> YOUR GOAL
Copy the listing word for word, starting with the line that contains "Each instance of the black smartphone" and ending with the listing's last line.

* START AVAILABLE RECORDS *

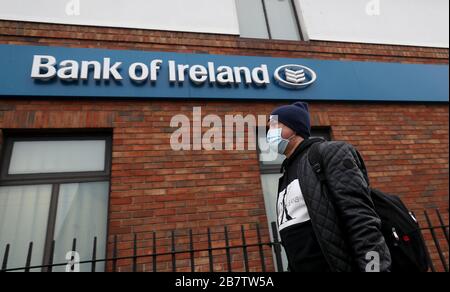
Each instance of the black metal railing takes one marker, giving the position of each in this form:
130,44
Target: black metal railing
239,249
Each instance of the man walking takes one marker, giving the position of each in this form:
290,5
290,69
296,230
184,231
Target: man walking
335,231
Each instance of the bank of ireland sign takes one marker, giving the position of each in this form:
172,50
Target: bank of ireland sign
295,76
57,72
46,68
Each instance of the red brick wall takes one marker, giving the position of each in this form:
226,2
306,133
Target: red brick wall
156,189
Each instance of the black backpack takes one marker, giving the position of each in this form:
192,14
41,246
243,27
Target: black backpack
398,225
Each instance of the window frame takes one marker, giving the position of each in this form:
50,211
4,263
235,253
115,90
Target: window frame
55,180
269,32
7,179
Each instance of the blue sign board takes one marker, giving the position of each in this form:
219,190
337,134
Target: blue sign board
42,71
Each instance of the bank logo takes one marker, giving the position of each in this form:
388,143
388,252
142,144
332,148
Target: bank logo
295,76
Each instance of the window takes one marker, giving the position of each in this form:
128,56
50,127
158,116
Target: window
269,19
270,174
54,189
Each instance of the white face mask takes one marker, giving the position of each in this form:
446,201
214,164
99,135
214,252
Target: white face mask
276,141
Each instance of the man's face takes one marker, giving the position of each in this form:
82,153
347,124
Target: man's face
286,132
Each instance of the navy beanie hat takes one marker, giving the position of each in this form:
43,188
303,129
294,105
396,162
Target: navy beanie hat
296,117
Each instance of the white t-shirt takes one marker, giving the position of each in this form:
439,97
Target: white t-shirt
291,206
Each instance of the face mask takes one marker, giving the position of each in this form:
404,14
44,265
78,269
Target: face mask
276,142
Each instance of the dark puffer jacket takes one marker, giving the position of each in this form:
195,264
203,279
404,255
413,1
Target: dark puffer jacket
349,228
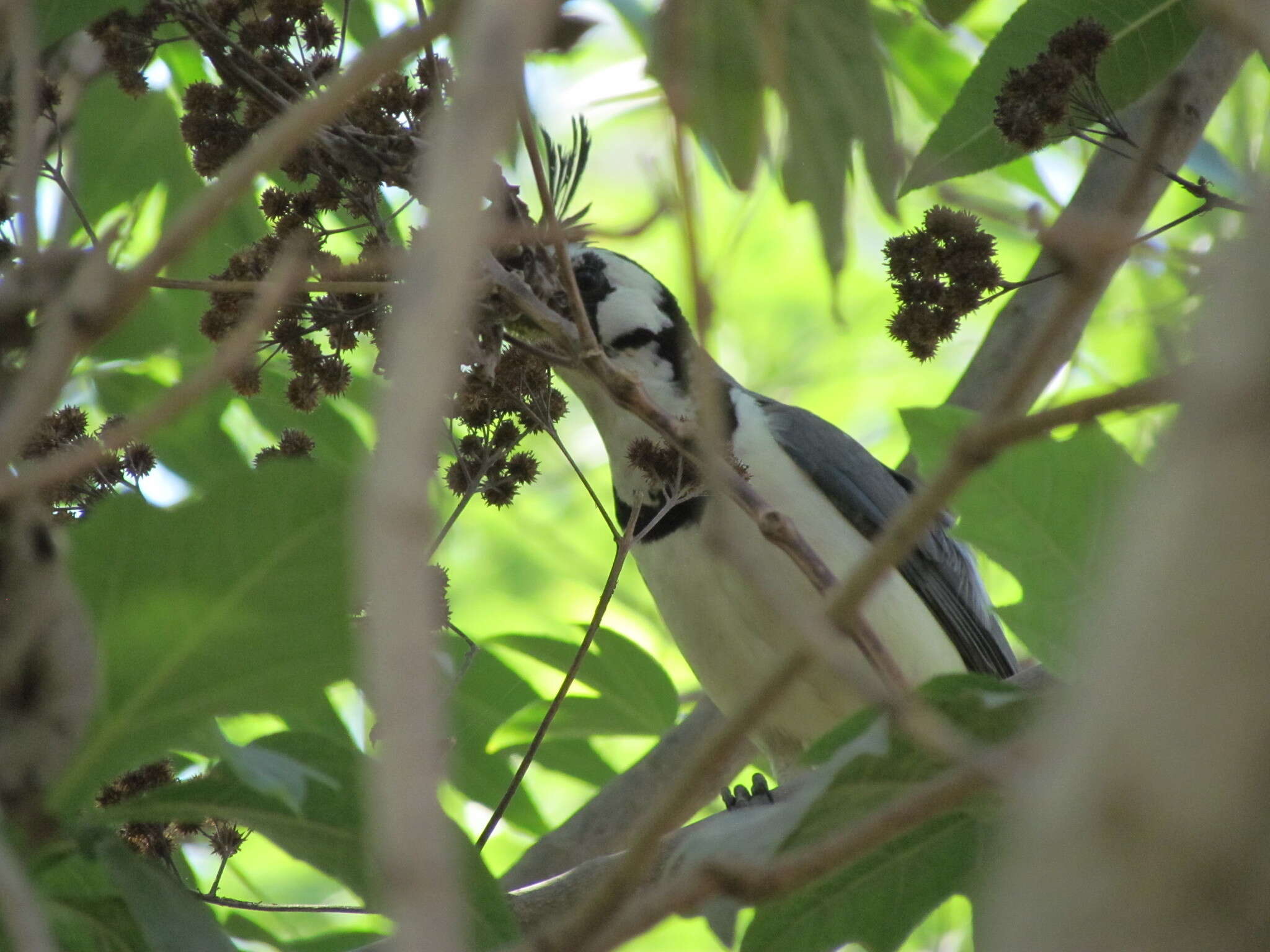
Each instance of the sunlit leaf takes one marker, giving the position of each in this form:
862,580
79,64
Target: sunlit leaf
226,604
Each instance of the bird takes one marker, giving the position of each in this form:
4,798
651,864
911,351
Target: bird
724,592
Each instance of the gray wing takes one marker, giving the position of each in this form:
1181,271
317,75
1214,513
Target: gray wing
866,491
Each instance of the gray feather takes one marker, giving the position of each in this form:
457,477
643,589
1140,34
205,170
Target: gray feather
940,570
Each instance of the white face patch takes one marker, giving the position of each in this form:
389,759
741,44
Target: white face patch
633,304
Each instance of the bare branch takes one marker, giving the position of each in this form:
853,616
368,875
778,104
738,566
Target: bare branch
1153,771
411,833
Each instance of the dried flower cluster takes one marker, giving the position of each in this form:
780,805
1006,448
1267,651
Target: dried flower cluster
68,428
436,582
294,443
497,409
269,55
665,467
940,273
1060,87
156,838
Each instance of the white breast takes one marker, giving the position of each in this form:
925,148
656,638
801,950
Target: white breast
727,596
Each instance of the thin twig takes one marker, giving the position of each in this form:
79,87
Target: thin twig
1199,190
600,507
275,908
55,174
216,880
701,302
624,547
23,54
228,358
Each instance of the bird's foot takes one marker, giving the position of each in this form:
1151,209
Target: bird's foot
757,792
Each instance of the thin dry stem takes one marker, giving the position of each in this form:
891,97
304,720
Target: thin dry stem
606,596
228,358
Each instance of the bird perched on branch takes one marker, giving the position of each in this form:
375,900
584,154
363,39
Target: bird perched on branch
728,596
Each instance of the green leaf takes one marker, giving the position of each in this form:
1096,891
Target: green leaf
110,169
637,18
922,59
577,758
1042,509
625,677
706,56
272,774
835,93
577,719
945,12
58,19
1151,37
171,918
879,899
228,604
93,923
488,694
327,832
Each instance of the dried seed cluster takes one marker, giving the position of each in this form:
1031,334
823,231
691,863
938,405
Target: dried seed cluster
497,409
156,838
665,467
1060,87
940,273
68,428
269,55
294,443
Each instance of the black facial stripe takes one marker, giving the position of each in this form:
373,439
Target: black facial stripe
681,514
633,339
670,339
588,270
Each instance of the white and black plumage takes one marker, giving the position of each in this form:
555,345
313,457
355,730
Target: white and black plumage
724,592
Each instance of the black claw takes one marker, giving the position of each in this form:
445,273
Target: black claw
758,788
744,796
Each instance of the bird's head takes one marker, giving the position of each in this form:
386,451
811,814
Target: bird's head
636,318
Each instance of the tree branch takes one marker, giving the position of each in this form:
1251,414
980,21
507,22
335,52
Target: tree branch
1207,71
605,823
420,888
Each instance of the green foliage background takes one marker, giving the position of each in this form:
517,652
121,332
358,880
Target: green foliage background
195,624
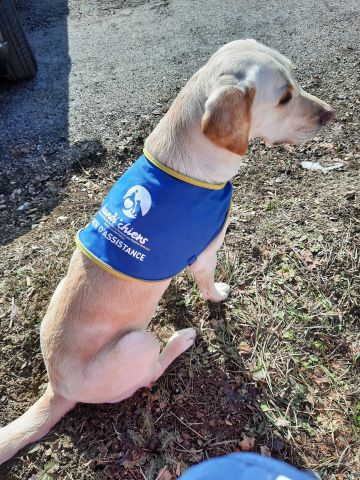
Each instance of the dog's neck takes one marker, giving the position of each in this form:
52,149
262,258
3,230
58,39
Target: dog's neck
178,142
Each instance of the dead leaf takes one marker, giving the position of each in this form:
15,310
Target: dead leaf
245,348
247,443
265,451
282,422
164,474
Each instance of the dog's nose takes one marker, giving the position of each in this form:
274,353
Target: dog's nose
326,116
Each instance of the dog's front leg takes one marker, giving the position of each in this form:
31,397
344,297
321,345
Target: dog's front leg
204,271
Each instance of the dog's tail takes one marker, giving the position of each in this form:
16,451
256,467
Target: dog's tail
33,424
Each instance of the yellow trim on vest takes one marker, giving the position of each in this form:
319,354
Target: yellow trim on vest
180,176
107,267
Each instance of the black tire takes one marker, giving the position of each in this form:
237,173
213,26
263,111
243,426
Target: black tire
21,61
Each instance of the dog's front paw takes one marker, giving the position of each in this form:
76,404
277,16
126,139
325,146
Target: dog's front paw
220,293
183,339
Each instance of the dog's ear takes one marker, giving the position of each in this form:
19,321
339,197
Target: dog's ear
227,116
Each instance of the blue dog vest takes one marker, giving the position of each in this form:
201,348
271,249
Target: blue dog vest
154,222
245,466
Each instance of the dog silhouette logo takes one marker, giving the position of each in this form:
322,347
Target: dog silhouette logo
137,202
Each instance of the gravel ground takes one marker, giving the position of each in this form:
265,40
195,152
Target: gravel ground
275,369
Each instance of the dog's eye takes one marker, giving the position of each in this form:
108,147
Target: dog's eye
286,98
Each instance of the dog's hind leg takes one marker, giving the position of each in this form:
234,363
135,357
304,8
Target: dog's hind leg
203,270
122,367
177,344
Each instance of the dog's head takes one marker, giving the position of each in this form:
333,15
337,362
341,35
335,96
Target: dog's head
254,94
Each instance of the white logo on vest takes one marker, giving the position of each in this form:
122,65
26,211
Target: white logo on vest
137,201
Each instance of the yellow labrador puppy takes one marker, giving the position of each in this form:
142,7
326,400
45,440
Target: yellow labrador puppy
93,336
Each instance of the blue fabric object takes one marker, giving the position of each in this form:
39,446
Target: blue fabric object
154,222
244,466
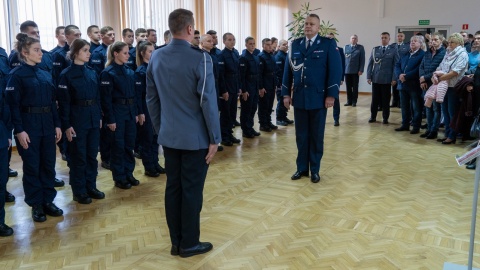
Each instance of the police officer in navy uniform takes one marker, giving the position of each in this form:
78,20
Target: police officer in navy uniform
280,58
268,83
354,66
380,74
31,97
5,145
228,79
250,67
79,107
120,107
148,139
403,48
314,68
30,28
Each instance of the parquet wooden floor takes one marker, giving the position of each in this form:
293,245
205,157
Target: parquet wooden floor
386,200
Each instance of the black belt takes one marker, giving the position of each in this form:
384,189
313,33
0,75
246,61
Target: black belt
124,101
84,102
36,109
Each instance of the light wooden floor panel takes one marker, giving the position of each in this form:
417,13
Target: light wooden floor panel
386,200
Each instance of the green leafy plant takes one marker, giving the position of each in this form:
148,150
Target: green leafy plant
295,27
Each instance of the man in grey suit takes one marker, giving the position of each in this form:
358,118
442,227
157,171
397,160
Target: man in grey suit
354,65
182,102
380,72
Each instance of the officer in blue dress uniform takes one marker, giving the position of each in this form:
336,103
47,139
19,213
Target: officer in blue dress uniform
268,83
31,97
314,68
228,79
250,67
79,108
120,107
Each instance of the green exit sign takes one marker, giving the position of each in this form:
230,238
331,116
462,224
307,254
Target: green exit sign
423,22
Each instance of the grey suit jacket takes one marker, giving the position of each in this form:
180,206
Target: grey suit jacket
354,59
181,97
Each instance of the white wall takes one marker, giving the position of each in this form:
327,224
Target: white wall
368,18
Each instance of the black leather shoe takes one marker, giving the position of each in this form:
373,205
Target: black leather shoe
58,183
234,140
202,247
52,210
152,173
123,184
160,169
38,214
9,197
315,178
133,181
402,129
105,165
5,230
174,251
424,135
298,174
266,129
82,198
227,143
96,194
12,173
432,135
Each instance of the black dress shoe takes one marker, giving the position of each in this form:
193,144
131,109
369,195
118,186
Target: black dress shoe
432,135
202,247
227,143
96,194
315,178
298,174
174,250
123,184
82,198
234,140
52,210
152,173
424,135
12,173
133,181
402,129
105,165
5,230
272,126
9,197
265,128
38,214
58,183
160,169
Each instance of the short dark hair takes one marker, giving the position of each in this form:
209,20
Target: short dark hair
24,26
125,31
90,28
179,19
248,39
57,30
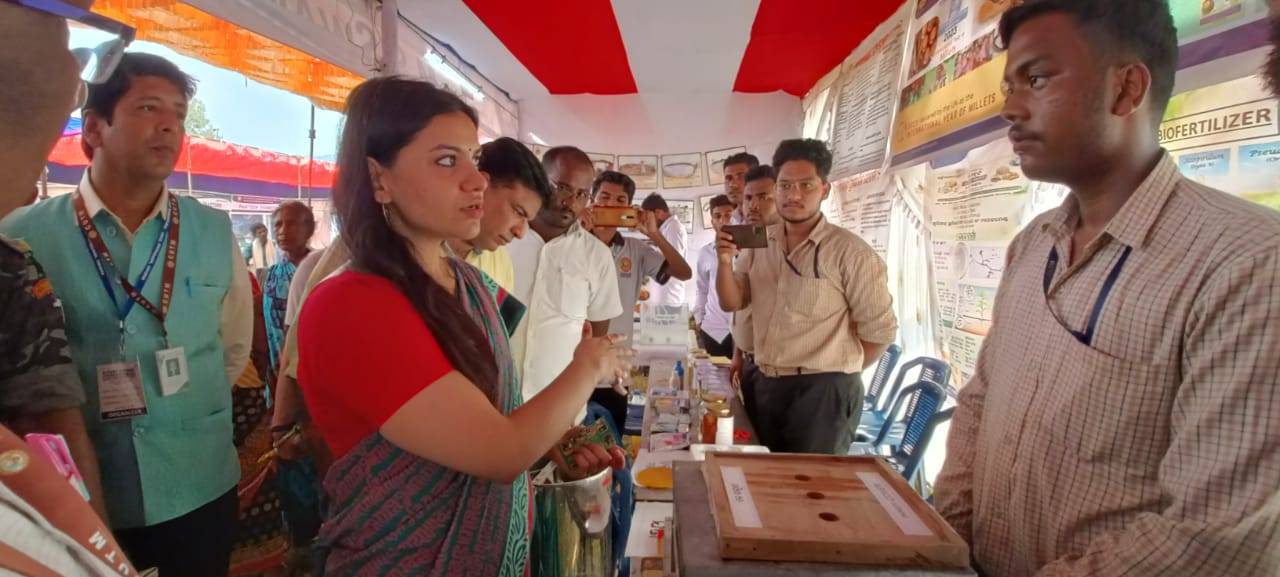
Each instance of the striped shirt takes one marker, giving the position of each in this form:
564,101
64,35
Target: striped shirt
1150,447
814,306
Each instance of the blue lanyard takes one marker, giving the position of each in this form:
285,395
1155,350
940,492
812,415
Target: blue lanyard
103,261
1087,335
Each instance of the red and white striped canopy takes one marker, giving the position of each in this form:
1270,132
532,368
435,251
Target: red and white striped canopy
534,47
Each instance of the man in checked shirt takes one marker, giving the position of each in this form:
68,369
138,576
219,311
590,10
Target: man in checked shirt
1124,417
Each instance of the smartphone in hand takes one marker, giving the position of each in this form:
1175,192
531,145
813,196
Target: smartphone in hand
617,216
748,236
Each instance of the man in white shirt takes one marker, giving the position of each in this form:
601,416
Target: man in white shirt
714,324
673,230
563,273
735,182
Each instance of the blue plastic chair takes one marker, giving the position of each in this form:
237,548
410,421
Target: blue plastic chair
909,454
880,379
932,370
920,401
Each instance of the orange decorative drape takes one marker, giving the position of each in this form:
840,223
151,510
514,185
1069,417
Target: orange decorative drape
222,44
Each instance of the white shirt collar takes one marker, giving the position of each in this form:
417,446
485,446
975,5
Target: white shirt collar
94,205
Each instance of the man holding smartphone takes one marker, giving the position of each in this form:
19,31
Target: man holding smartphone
735,169
714,324
565,275
821,311
759,206
634,259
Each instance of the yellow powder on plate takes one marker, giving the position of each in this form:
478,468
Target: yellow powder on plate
654,477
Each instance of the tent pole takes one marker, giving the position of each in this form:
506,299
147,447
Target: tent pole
391,45
311,154
188,166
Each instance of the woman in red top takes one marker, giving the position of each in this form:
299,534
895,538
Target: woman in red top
405,362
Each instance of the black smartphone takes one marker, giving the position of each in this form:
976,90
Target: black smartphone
748,236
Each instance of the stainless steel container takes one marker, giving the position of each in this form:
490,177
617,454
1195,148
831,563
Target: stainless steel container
571,527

* END AVAILABLE RECORDS *

> RESULT FOR THIS EXERCISE
Each instance of the black smartphone takes one marker, giving the position of each in this form:
976,90
Target: black smartphone
748,236
Each instance of the stainless steel container takes one marker, giving the position of each in this form:
490,177
617,454
1195,148
831,563
Target: stainless steel container
571,527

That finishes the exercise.